ЗАДАНИЯ ДЛЯ ВЫПОЛНЕНИЯ:
1. Перескажите текст о Галине Сюньковой в двух предложениях.
2. Продолжите текст о Галине Сюньковой, начав сразу после его последнего предложения.

ТЕКСТ ДЛЯ ЧТЕНИЯ:
═══

23 сентября 2009 11:21
Автор: Галина Сюнькова (г. Самара)
Жизнь без праздников
Об авторе
Галина Сюнькова окончила филологический факультет Уральского государственного университета. До и после работала корреспондентом, заместителем редактора газет в Тюменской области, в Свердловске, Симферополе; редактором книжных издательств; заведовала кафедрой журналистики в одном из вузов Симферополя.
Переехав в 1996-м году в Самару, работала одновременно в должности доцента на кафедре журналистики Самарского государственного педагогического университета, преподавала в ею созданном классе журналистики, была обозревателем газеты «Волжская заря». В 1998-м году стала собственным корреспондентом «Учительской газеты» по Поволжью. В 2001 году за острый аналитический материал «Асфальтовый каток реформ в образовании Самарской области» была признана лауреатом Всероссийского конкурса «Вопреки» имени Ларисы Юдиной (главный учредитель – Фонд гласности). Однако именно эта публикация стала поводом для увольнения Галины Сюньковой из «Учительской газеты».

═══

ЗАПИСИ НАБОРА ДАННЫХ:
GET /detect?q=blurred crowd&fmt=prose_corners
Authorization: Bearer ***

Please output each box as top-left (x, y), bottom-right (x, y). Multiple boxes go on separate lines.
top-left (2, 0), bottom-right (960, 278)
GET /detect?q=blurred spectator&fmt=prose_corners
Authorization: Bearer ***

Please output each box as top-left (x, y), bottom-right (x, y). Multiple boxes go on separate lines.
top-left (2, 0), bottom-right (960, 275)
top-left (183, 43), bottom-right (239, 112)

═══

ОТВЕТЫ К ЗАДАНИЯМ:
1. Галина Сюнькова окончила филологический факультет Уральского государственного университета, работала в газетах и книжных издательствах, заведовала кафедрой журналистики в одном из вузов Симферополя, а после переезда в Самару в 1996 году преподавала в Самарском государственном педагогическом университете и с 1998 года была собственным корреспондентом «Учительской газеты» по Поволжью. В 2001 году за материал «Асфальтовый каток реформ в образовании Самарской области» её признали лауреатом Всероссийского конкурса «Вопреки» имени Ларисы Юдиной, однако именно эта публикация стала поводом для её увольнения из «Учительской газеты».

2.
Научные статьи Галины Сюньковой по проблемам сатирических жанров публиковались в научных сборниках, публицистические статьи – в центральных журналах и газетах. В 2001-м году вышла книга публицистики «Большая перемена», посвященная проблемам образования.
В настоящее время Галина Сюнькова – редактор газеты «Будущее культуры» в Самарской государственной академии культуры и искусства. Газета стала лауреатом областного конкурса «Портрет поколения», объявленного министерством культуры и молодежной политики Самарской области.
***
Самарчанка Татьяна Тезикова пишет письма президенту страны. Она ставит вопросы конституционной важности. Ответы ей приходят не всегда, да и то от неких «посторонних лиц» из кремлевской канцелярии. Татьяна Владимировна не вполне удовлетворена содержанием кремлевских ответов.
Она, например, предлагает закрепить этносы в местах их исторического проживания, ибо каждый народ ценен своим своеобразием. «Вавилонское же столпотворение» наций ведет к размыванию этой особости, следовательно, и к нивелированию «национальных изюминок». И тунгус, и друг степей калмык европеизируются, необратимо утрачивая «лица необщее выражение». Но идея Тезиковой, чтобы человек «где родился, там и сгодился», пока не находит поддержки у её кремлевских адресатов.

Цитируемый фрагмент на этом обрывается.